TEXT BLOCK =>
····················
Newsroom Article

Sweet Stevens Prevails in School Expulsion Case

News Release

Posted on in Press Releases and Announcements

New Britain, PA – The Blue Ridge School District, represented by Christopher A. Bambach of Sweet, Stevens, Katz & Williams LLP, has prevailed in a hearing officer’s decision to uphold a May 2023 expulsion. The hearing officer determined that a student’s parents failed to prove that the student is affected with a disability and, as such, is ineligible to receive discipline protections found in the Individuals with Disabilities Education Act (IDEA).

In the case, a student was expelled for one school year after threatening to assault a staff member in May of 2023. Following the expulsion, and with parent approval, the district enrolled the student in a virtual learning network. An expedited evaluation that followed in October of 2023 was ultimately determined inadequate by the hearing officer.
····················
DATA TO EXAMINE =>
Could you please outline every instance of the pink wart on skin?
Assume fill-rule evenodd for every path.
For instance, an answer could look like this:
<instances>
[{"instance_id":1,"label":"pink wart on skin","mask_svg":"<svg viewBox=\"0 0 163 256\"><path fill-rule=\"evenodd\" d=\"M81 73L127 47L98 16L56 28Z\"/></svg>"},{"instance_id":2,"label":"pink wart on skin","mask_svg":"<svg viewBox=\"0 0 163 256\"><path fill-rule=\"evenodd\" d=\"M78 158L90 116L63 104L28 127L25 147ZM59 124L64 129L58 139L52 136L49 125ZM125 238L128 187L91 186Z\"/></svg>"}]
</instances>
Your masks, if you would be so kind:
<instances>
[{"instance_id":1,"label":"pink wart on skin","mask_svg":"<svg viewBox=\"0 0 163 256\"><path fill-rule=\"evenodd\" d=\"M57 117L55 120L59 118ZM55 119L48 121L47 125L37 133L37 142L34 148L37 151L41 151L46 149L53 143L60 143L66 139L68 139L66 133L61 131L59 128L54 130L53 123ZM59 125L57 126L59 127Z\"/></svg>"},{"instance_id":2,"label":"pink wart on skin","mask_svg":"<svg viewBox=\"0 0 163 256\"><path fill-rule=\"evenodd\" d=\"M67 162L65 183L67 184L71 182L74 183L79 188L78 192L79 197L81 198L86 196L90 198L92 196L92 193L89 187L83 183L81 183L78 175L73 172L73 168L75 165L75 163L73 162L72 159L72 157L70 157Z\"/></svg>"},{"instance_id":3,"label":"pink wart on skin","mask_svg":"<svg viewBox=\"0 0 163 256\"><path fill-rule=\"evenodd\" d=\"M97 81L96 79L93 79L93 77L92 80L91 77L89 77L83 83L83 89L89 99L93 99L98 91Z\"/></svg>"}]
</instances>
····················
WHAT YOU ARE ASKED TO DO =>
Reproduce the stretch of the expulsion case news release above from "News Release" through "the hearing officer.", word for word.

EXPECTED ANSWER =>
News Release

Posted on in Press Releases and Announcements

New Britain, PA – The Blue Ridge School District, represented by Christopher A. Bambach of Sweet, Stevens, Katz & Williams LLP, has prevailed in a hearing officer’s decision to uphold a May 2023 expulsion. The hearing officer determined that a student’s parents failed to prove that the student is affected with a disability and, as such, is ineligible to receive discipline protections found in the Individuals with Disabilities Education Act (IDEA).

In the case, a student was expelled for one school year after threatening to assault a staff member in May of 2023. Following the expulsion, and with parent approval, the district enrolled the student in a virtual learning network. An expedited evaluation that followed in October of 2023 was ultimately determined inadequate by the hearing officer.